## Document passage
While exploring a cave in Southeast Alaska a few years ago, Tim Heaton found the leg bones of a large brown bear and a black bear. He expected the bones to be like others in the area - fossils from animals that lived about 10,000 years ago - but these bears were different. Radiocarbon dating showed they lived about 40,000 years ago.
Heaton's discovery, made with his caving buddy Kevin Allred, has changed a few people's views of Alaska's character during the last ice age. Did glaciers and sea ice bury the coast of ancient Alaska, or did Southeast feature areas with enough land exposed to support bears, caribou and foxes? The discovery of ice-age bear, seal, fox and caribou bones suggests the latter.
Heaton, a paleontologist at the University of South Dakota in Vermillion, has explored caves since he was a teen-ager. As an adult, his spelunking skills have allowed him to wriggle into dark passages where the clues of ancient history rest. Such a place is On Your Knees Cave, on Prince of Wales Island.

## Data extracted from a collection
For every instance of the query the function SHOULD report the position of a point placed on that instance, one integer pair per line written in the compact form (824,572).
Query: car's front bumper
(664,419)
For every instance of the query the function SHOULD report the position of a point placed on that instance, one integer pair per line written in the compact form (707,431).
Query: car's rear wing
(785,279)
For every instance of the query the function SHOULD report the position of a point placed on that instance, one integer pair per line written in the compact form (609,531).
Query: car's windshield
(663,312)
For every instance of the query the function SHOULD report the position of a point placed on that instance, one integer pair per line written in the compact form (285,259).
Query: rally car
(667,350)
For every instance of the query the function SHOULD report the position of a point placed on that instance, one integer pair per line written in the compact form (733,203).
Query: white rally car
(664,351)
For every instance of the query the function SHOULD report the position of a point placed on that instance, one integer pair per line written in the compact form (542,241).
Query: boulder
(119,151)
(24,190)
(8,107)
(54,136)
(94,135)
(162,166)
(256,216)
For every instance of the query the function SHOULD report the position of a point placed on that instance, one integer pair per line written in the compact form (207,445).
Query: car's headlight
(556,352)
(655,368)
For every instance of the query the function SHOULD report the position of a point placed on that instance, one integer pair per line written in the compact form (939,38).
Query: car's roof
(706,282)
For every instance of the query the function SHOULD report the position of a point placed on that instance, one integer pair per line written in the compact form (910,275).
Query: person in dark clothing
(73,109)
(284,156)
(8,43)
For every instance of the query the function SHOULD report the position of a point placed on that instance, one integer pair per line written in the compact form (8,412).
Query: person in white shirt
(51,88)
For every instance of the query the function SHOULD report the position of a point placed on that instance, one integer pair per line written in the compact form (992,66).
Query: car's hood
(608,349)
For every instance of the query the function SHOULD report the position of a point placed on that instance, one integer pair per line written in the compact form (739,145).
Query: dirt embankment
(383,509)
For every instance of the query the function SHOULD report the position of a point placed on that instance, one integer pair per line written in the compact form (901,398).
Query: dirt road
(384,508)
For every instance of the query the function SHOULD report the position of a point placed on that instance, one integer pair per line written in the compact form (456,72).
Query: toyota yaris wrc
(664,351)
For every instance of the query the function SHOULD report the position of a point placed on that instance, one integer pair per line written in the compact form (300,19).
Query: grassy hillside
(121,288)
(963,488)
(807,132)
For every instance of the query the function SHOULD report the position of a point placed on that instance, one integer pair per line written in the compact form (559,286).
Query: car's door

## Required work
a - Please repeat the Alaska cave passage word for word from "Heaton's discovery, made" up to and including "of Wales Island.".
b - According to the Alaska cave passage, how long ago did radiocarbon dating show the two bears lived?
This data has no connection to the Alaska cave passage.

## Task-by-task solutions
a -
Heaton's discovery, made with his caving buddy Kevin Allred, has changed a few people's views of Alaska's character during the last ice age. Did glaciers and sea ice bury the coast of ancient Alaska, or did Southeast feature areas with enough land exposed to support bears, caribou and foxes? The discovery of ice-age bear, seal, fox and caribou bones suggests the latter.
Heaton, a paleontologist at the University of South Dakota in Vermillion, has explored caves since he was a teen-ager. As an adult, his spelunking skills have allowed him to wriggle into dark passages where the clues of ancient history rest. Such a place is On Your Knees Cave, on Prince of Wales Island.

b - About 40,000 years ago.